* SHORT TASK 1 *
Tally the lines of the records that contain the string "array", treating uppercase and lowercase as different. Give only the number.

* DOCUMENT EXCERPT *
* * *

The Tambourine of the Lower World
- Author: Victor Pelevin
- Language: Russian
- Genre: Short story
- Publication date: 1993
- Publication place: Russia
- Media type: Print (Paperback)
- ISBN: 5-300-00508-8

= The Tambourine of the Lower World =

1993 short story by Victor Pelevin

The Tambourine of the Lower World («Бубен Нижнего мира») is a short story by Victor Pelevin, published in 1993. The story gave its name to the first volume of the collected works of Victor Pelevin, published in 1996.

==Plot==

The story is an experience of creating a "mental death laser," the reading of which is supposed to be followed by the reader's self-destruction.

At the beginning of the story, the author suggests remembering the combination "The Tambourine of the Upper World," because it is curious and will definitely be told about it, but only later.

* * *

* INPUT ROWS *

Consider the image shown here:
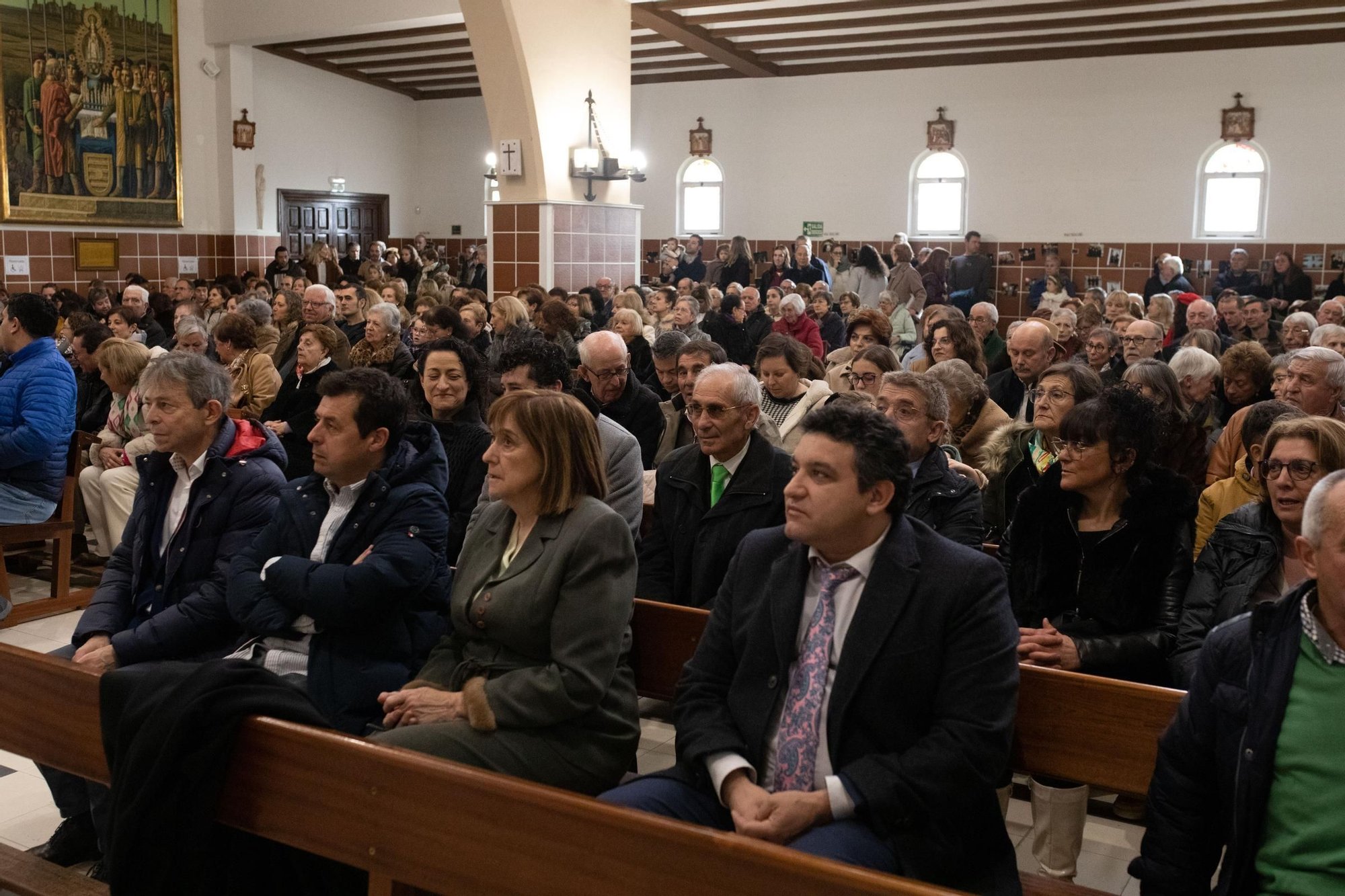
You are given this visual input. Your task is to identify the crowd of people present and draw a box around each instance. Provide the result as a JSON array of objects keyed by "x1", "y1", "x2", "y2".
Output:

* * *

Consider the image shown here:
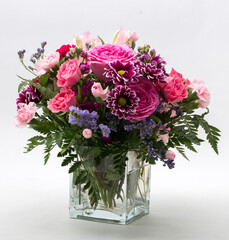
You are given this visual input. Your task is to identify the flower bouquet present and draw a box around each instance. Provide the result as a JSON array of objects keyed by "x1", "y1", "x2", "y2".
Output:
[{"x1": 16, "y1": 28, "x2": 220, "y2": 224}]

* * *

* SHORT TASK 2 *
According to the article on The Tambourine of the Lower World, in what year was the first volume of Victor Pelevin's collected works published?

* TASK OUTPUT 1 *
2

* TASK OUTPUT 2 *
1996